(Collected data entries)
-- Begin --

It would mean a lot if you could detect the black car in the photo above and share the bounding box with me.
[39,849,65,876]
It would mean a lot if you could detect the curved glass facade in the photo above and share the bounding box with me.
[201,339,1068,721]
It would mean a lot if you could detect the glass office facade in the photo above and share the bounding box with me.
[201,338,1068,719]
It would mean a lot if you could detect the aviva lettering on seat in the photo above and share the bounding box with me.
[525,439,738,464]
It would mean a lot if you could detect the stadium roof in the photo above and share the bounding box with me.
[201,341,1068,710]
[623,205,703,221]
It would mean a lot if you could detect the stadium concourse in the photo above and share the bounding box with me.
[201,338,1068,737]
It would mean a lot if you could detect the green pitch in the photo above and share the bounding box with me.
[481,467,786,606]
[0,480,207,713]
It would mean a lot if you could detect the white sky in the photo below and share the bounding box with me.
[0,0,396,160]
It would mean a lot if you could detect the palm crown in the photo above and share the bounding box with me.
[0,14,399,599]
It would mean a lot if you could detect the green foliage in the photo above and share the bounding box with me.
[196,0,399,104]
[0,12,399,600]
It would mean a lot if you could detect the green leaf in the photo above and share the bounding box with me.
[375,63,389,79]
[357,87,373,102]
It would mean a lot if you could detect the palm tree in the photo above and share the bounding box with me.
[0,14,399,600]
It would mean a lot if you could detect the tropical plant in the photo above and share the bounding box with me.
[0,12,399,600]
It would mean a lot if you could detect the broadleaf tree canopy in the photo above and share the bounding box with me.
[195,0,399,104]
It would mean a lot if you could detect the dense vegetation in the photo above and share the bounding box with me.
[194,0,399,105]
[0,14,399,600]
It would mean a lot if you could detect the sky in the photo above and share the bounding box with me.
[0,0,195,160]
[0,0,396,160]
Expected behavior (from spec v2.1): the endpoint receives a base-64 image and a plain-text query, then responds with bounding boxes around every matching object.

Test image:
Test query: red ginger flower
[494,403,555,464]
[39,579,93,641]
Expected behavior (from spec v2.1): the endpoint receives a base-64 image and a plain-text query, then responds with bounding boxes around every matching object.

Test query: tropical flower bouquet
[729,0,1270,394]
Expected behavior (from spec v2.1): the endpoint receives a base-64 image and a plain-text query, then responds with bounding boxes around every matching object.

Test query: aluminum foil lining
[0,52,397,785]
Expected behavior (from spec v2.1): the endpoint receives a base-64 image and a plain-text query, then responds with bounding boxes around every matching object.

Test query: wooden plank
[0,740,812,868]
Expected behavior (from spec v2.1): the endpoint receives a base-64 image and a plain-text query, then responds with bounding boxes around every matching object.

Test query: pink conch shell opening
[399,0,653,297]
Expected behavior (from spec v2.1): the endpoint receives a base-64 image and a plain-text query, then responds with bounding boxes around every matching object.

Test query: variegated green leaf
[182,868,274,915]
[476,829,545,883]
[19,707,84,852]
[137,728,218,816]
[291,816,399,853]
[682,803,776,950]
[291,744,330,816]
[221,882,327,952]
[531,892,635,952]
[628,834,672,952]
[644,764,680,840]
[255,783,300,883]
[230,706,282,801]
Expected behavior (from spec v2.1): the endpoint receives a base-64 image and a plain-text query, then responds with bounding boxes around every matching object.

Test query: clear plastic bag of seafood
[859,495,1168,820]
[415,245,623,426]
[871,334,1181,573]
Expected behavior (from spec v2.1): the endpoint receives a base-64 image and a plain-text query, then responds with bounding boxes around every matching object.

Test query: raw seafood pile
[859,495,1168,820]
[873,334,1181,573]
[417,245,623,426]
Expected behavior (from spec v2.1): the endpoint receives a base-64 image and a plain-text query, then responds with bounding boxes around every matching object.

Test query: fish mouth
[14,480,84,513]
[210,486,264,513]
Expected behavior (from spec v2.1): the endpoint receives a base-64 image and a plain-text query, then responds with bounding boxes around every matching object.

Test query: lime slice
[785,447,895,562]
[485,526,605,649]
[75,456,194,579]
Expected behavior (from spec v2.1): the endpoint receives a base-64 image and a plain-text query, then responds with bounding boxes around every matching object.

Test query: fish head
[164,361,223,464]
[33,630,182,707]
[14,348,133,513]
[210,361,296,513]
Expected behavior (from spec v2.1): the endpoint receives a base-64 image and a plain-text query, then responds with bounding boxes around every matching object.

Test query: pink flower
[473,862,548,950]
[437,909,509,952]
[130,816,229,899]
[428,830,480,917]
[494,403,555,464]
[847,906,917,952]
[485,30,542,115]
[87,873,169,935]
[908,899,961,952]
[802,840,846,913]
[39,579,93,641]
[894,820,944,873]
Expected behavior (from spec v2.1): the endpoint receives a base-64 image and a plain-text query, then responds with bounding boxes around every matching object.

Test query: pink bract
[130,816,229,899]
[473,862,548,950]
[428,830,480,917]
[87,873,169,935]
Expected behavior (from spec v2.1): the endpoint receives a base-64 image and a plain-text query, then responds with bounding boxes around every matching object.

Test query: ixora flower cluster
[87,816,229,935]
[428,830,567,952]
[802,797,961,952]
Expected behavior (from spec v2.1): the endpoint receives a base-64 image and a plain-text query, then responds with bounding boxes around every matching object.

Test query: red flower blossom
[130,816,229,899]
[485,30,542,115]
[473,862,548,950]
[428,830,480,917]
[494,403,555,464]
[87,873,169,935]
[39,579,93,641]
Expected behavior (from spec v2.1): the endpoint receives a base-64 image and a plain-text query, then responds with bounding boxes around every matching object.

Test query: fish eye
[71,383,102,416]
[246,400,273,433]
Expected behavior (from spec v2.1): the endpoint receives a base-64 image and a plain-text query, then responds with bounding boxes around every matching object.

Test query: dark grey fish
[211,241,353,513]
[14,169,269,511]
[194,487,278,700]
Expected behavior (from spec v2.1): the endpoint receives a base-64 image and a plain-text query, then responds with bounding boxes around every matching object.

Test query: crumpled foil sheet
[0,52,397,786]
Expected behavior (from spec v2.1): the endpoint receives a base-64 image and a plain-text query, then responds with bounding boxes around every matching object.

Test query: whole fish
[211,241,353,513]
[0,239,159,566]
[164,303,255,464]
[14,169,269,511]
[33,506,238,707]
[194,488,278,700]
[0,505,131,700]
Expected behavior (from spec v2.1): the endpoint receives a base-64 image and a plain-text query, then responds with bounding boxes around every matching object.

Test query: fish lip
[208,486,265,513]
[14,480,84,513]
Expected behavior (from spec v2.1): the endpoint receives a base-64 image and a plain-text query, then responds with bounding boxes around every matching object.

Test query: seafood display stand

-- End --

▶ **WHAT IS BEING ASKED**
Turn the items above into a Markdown table with two columns, Row and Line. Put one line of the items in each row with its number, and leave out the blank lines.

▶ **PROBLEM SOLUTION**
| Row | Line |
|---|---|
| 1 | It would mean a lot if you could detect the black car in the photo above and share the bounding box with me. |
| 2 | [39,849,65,876] |
| 3 | It would mean a lot if you could detect the curved glass facade in the photo above and share the bounding box with me. |
| 4 | [201,339,1068,721] |
| 5 | It would mean a lot if you could detect the glass office facade in the photo above and share the bounding box with me. |
| 6 | [201,338,1068,719] |
| 7 | It would mean a lot if you could detect the aviva lettering on seat in the photo above and share the bounding box with me. |
| 8 | [525,439,738,464] |
| 9 | It would mean a lot if you could detect the stadium roof in the photo above and share the bounding box with me. |
| 10 | [201,341,1068,710] |
| 11 | [623,205,703,221] |
| 12 | It would mean a lot if you could detect the stadium concourse in the photo above and share the bounding box with me. |
| 13 | [201,338,1068,737] |
| 14 | It would mean a lot if you could detect the green pitch in the photo above and share the bounding box with me. |
| 15 | [481,467,786,606] |
| 16 | [0,480,207,713] |
| 17 | It would mean a lot if you could detect the white sky in the photo below and share the bounding box with me. |
| 18 | [0,0,396,160] |
| 19 | It would mean a lot if you could detect the palm crown in the photo above and share the bounding box with me. |
| 20 | [0,14,399,599] |
| 21 | It would mean a lot if you could detect the green foliage in the photo above and share the bounding box with me. |
| 22 | [196,0,399,104] |
| 23 | [0,12,399,600] |
| 24 | It would mean a lot if you could detect the green leaf in the photo above and share the bounding box with me. |
| 25 | [375,63,389,79] |
| 26 | [357,87,373,102] |
| 27 | It would mean a lot if you could detect the palm tree in the photo above and share the bounding box with me. |
| 28 | [0,14,399,600] |
| 29 | It would mean a lot if you could detect the tropical plant in the photo above and share the bounding box with me. |
| 30 | [0,12,399,600] |
| 31 | It would mean a lot if you could detect the broadleaf tree canopy in the photo above and share the bounding box with me. |
| 32 | [195,0,399,104] |
| 33 | It would mean a lot if you could detect the dense vegetation in the photo above and share the bounding box with me. |
| 34 | [194,0,399,105] |
| 35 | [0,14,399,600] |
| 36 | It would mean a lot if you could detect the sky in the photo above and share the bounding box with me. |
| 37 | [0,0,195,160] |
| 38 | [0,0,396,160] |
| 39 | Expected behavior (from spec v2.1): the endpoint receives a base-64 image and a plain-text query, then responds with bounding boxes around every matching object. |
| 40 | Test image: |
| 41 | Test query: red ginger flower |
| 42 | [494,403,555,464] |
| 43 | [39,579,93,641] |
| 44 | Expected behavior (from spec v2.1): the endpoint receives a base-64 image and a plain-text query, then responds with bounding boxes around every matching object. |
| 45 | Test query: tropical flower bouquet |
| 46 | [729,0,1270,394] |
| 47 | Expected behavior (from spec v2.1): the endpoint receives a base-64 image and a plain-text query, then responds with bounding boxes around every matching object. |
| 48 | Test query: aluminum foil lining |
| 49 | [0,52,397,785] |
| 50 | Expected behavior (from spec v2.1): the endpoint receives a base-64 image and a plain-text query, then responds with bounding boxes around every matching object. |
| 51 | Test query: wooden plank |
| 52 | [0,740,812,868] |
| 53 | Expected behavior (from spec v2.1): the endpoint receives a base-64 image and a plain-text query, then responds with bounding boxes around every matching object. |
| 54 | Test query: pink conch shell opening |
| 55 | [399,0,653,297] |
| 56 | Expected behavior (from spec v2.1): the endpoint receives a base-64 image and a plain-text query, then responds with bounding boxes around every matching object. |
| 57 | Test query: variegated green leaf |
| 58 | [182,868,274,915] |
| 59 | [476,829,545,883] |
| 60 | [19,707,84,852] |
| 61 | [137,728,218,816] |
| 62 | [291,816,399,853] |
| 63 | [682,803,776,950] |
| 64 | [291,744,330,816] |
| 65 | [221,882,327,952] |
| 66 | [531,892,635,952] |
| 67 | [628,834,672,952] |
| 68 | [644,764,680,840] |
| 69 | [255,783,300,883] |
| 70 | [230,706,282,801] |
| 71 | Expected behavior (from spec v2.1): the endpoint receives a base-64 image and a plain-text query, then responds with bounding boxes around every matching object. |
| 72 | Test query: clear plastic bag of seafood |
| 73 | [859,495,1168,820] |
| 74 | [415,245,623,426] |
| 75 | [871,334,1181,573] |
| 76 | Expected behavior (from spec v2.1): the endpoint receives a base-64 image and a plain-text query, then responds with bounding boxes around every matching object. |
| 77 | Test query: raw seafood pile |
| 78 | [859,495,1168,820] |
| 79 | [873,334,1181,573] |
| 80 | [417,245,623,426] |
| 81 | Expected behavior (from spec v2.1): the endpoint receives a base-64 image and a plain-text query, then responds with bounding boxes around every matching object. |
| 82 | Test query: fish mouth |
| 83 | [14,480,84,513] |
| 84 | [210,486,264,513] |
| 85 | Expected behavior (from spec v2.1): the endpoint receives a base-64 image and a plain-text query, then responds with bounding boxes around every matching object. |
| 86 | Test query: lime slice |
| 87 | [785,447,895,562] |
| 88 | [485,526,605,649] |
| 89 | [75,456,194,579] |
| 90 | Expected behavior (from spec v2.1): the endpoint receives a base-64 image and a plain-text query, then responds with bounding boxes around every matching object. |
| 91 | Test query: fish head |
| 92 | [164,361,223,464] |
| 93 | [33,630,182,707] |
| 94 | [14,348,133,513] |
| 95 | [210,361,296,513] |
| 96 | Expected behavior (from spec v2.1): the endpoint receives a base-64 image and a plain-text query, then responds with bounding boxes around every matching object. |
| 97 | Test query: pink flower |
| 98 | [473,862,548,950] |
| 99 | [437,909,509,952] |
| 100 | [130,816,229,899] |
| 101 | [428,830,480,917] |
| 102 | [494,403,555,464] |
| 103 | [847,906,917,952] |
| 104 | [485,30,542,115] |
| 105 | [87,873,169,935] |
| 106 | [908,899,961,952] |
| 107 | [802,840,846,913] |
| 108 | [39,579,93,641] |
| 109 | [894,820,944,873] |
| 110 | Expected behavior (from spec v2.1): the endpoint receives a base-64 image and a plain-text query, then responds with bounding boxes around every matching object. |
| 111 | Test query: pink bract |
| 112 | [130,816,229,899] |
| 113 | [473,862,548,950] |
| 114 | [428,830,480,917] |
| 115 | [87,873,169,935] |
| 116 | Expected behavior (from spec v2.1): the endpoint receives a base-64 image and a plain-text query, then responds with bounding boxes around every matching object. |
| 117 | Test query: ixora flower cluster |
| 118 | [87,816,229,935] |
| 119 | [428,830,567,952] |
| 120 | [802,797,961,952] |
| 121 | Expected behavior (from spec v2.1): the endpoint receives a base-64 image and a plain-text query, then responds with bounding boxes around every matching object. |
| 122 | Test query: red flower blossom |
| 123 | [130,816,229,899] |
| 124 | [485,30,542,115] |
| 125 | [473,862,548,950] |
| 126 | [428,830,480,917] |
| 127 | [494,403,555,464] |
| 128 | [87,873,169,935] |
| 129 | [39,579,93,641] |
| 130 | Expected behavior (from spec v2.1): the endpoint receives a base-64 image and a plain-text query, then responds with bounding boxes around every matching object. |
| 131 | Test query: fish eye |
| 132 | [71,383,102,416] |
| 133 | [246,400,273,433] |
| 134 | Expected behavior (from spec v2.1): the endpoint receives a base-64 image and a plain-text query, then responds with bounding boxes around every matching object. |
| 135 | Test query: dark grey fish |
| 136 | [211,241,353,513] |
| 137 | [14,169,269,511] |
| 138 | [194,487,278,700] |
| 139 | Expected behavior (from spec v2.1): the endpoint receives a base-64 image and a plain-text query, then responds with bounding boxes around every matching object. |
| 140 | Test query: crumpled foil sheet |
| 141 | [0,52,397,786] |
| 142 | Expected behavior (from spec v2.1): the endpoint receives a base-64 image and a plain-text query, then responds with bounding boxes around every matching object. |
| 143 | Test query: whole fish |
| 144 | [211,241,353,513] |
| 145 | [0,239,159,566] |
| 146 | [164,303,255,464] |
| 147 | [14,169,269,511] |
| 148 | [33,506,238,707] |
| 149 | [194,488,278,700] |
| 150 | [0,505,131,700] |
| 151 | Expected behavior (from spec v2.1): the endpoint receives a base-64 image and a plain-text query, then responds with bounding boxes around every matching object. |
| 152 | Test query: fish lip |
| 153 | [208,486,265,513] |
| 154 | [14,480,84,513] |
| 155 | Expected behavior (from spec v2.1): the endpoint receives a base-64 image and a plain-text query, then responds with bounding boxes around every matching object. |
| 156 | Test query: seafood display stand |